Write out the listing below word for word, leaving out the pictures.

Data items
· · · ·

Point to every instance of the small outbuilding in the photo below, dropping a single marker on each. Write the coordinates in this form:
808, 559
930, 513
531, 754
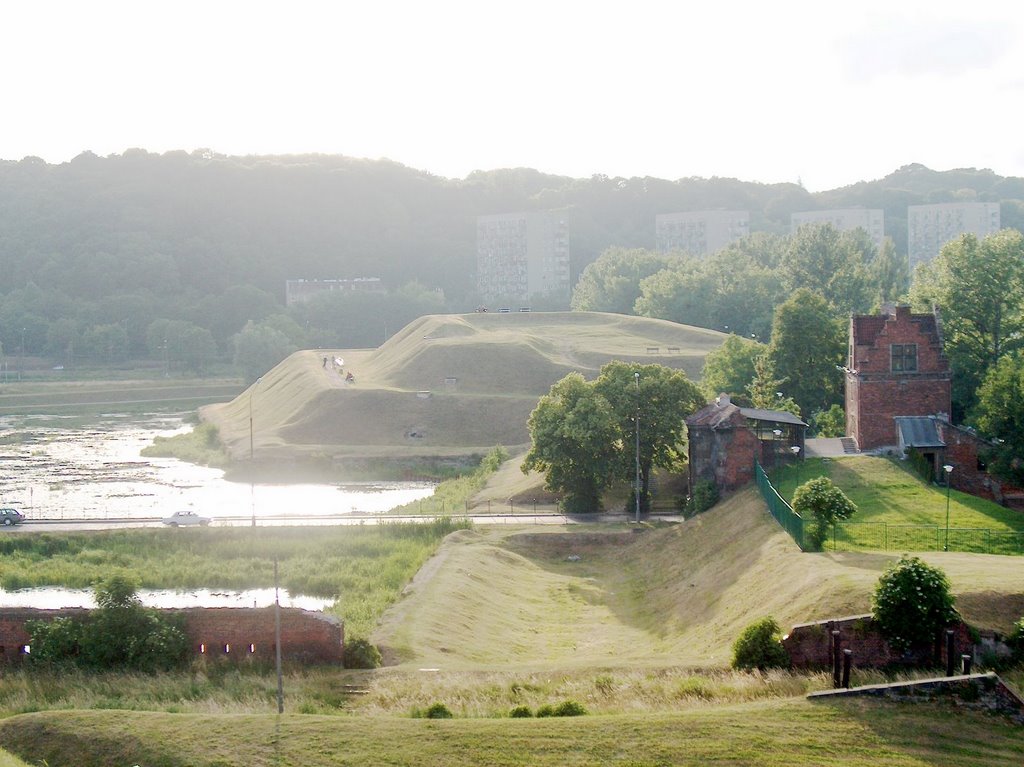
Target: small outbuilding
725, 441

· · · ·

▶ _Answer for this exercise_
Point to every instance of the small outbuilding in the photo below, dropping a single marker on each. Write the coordinates in this form:
808, 559
930, 513
531, 754
Target: small outbuilding
725, 441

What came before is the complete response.